* start PAGE EXTRACT *
The French Baroque: Le Vau and Francois Mansart
François Mansart and Louis Le Vau were 17th century French architects that developed and defined French Baroque architecture and decorative art. Both men incorporated classicism with Baroque ornamental aesthetics in building and interior design but also articulated novel elements to construction such as the exterior wall double staircase and u-shaped buildings with pavilions and landscaped gardens. Mansart and Le Vau were both employed by the aristocracy and for Kings Louis XIII and XIV, Le Vau being the initial architect hired to redesign and extend Versailles. Sadly, while Le Vau was known for his successful collaboration with other artisans like Charles Le Brun, and was favored by royals, Mansart’s reputation for being difficult meant an inevitable decline in his career.
Mansart is remembered as the first to use the open staircase - two flights along the two outside walls of the primary salon (great hall) - in what would become the Baroque period. Even more so, he is known for expertly blending classicism with the highly ornamental and dramatic style of the Baroque. In fact, Mansart’s designs would have a hand in the neo-classical period that would follow long after his death. An early example of Mansart’s work is at the Château de Blois where he designed an addition to the structure, called the Orléans wing. Here can be seen elements of classicism in the use of pilasters and columns of the Roman orders, dramatic use of light, and spiral staircases. He also designed the Hôtel du Jars, the interior of which exemplifies the situating of residential spaces two rooms deep (in contrast to popular design of the time in which aristocratic residences were processional, one room deep), and the Hôtel de la Vrilliere, his first example of the use of the staircase along exterior walls, and where he also set a gallery set for paintings.
* end PAGE EXTRACT *
* start RAW RECORDS *
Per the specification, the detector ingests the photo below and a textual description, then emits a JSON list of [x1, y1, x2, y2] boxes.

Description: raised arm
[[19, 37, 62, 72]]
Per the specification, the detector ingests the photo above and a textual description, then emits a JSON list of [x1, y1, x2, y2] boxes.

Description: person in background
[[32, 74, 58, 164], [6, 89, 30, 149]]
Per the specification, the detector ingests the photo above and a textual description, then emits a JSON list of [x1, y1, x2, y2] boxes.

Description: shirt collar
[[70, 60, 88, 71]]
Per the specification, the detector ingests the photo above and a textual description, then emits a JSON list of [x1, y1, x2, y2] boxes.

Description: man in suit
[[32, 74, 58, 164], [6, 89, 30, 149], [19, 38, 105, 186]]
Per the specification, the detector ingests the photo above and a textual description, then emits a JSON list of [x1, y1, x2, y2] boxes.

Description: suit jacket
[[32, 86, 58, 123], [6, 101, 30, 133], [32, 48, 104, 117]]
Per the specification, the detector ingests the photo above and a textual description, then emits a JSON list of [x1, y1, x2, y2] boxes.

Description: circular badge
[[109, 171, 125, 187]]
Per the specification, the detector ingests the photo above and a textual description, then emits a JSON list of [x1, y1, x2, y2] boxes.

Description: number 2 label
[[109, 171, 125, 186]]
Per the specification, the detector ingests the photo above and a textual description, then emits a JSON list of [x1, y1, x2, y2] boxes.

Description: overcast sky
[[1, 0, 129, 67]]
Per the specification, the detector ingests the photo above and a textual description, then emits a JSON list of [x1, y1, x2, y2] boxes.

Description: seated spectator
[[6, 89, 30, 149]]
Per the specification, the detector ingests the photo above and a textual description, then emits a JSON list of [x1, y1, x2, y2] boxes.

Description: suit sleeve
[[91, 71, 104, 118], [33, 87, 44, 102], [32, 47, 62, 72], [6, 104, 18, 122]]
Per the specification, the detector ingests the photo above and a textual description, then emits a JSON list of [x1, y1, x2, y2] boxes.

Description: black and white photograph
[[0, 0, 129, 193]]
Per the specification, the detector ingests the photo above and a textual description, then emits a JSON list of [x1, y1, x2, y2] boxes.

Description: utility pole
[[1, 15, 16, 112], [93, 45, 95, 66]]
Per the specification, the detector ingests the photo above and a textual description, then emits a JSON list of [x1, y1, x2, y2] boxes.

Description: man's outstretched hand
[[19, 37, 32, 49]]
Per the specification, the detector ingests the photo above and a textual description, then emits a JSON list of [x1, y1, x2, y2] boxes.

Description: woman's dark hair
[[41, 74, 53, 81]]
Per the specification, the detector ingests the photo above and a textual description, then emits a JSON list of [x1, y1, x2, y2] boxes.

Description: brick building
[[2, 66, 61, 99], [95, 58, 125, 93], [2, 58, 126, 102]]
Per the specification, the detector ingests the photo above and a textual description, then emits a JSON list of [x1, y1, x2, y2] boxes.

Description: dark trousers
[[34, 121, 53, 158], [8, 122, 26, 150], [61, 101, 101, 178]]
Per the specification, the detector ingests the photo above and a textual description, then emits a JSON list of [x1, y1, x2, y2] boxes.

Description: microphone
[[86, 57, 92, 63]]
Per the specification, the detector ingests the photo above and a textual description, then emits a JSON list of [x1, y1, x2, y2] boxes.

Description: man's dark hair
* end RAW RECORDS *
§ **GOALS**
(A) In the text on the French Baroque, what addition did Mansart design at the Château de Blois?
(B) Drawing on the text on the French Baroque, explain why Mansart's career declined while Le Vau's did not.
(C) From the text on the French Baroque, set down word for word the part that opens with the words containing "The French Baroque: Le" and closes with "in his career.".

§ **THE ANSWERS**
(A) He designed the Orléans wing.

(B) Mansart's reputation for being difficult led to an inevitable decline in his career. Le Vau, by contrast, was known for his successful collaboration with other artisans such as Charles Le Brun and was favored by royals.

(C)
The French Baroque: Le Vau and Francois Mansart
François Mansart and Louis Le Vau were 17th century French architects that developed and defined French Baroque architecture and decorative art. Both men incorporated classicism with Baroque ornamental aesthetics in building and interior design but also articulated novel elements to construction such as the exterior wall double staircase and u-shaped buildings with pavilions and landscaped gardens. Mansart and Le Vau were both employed by the aristocracy and for Kings Louis XIII and XIV, Le Vau being the initial architect hired to redesign and extend Versailles. Sadly, while Le Vau was known for his successful collaboration with other artisans like Charles Le Brun, and was favored by royals, Mansart’s reputation for being difficult meant an inevitable decline in his career.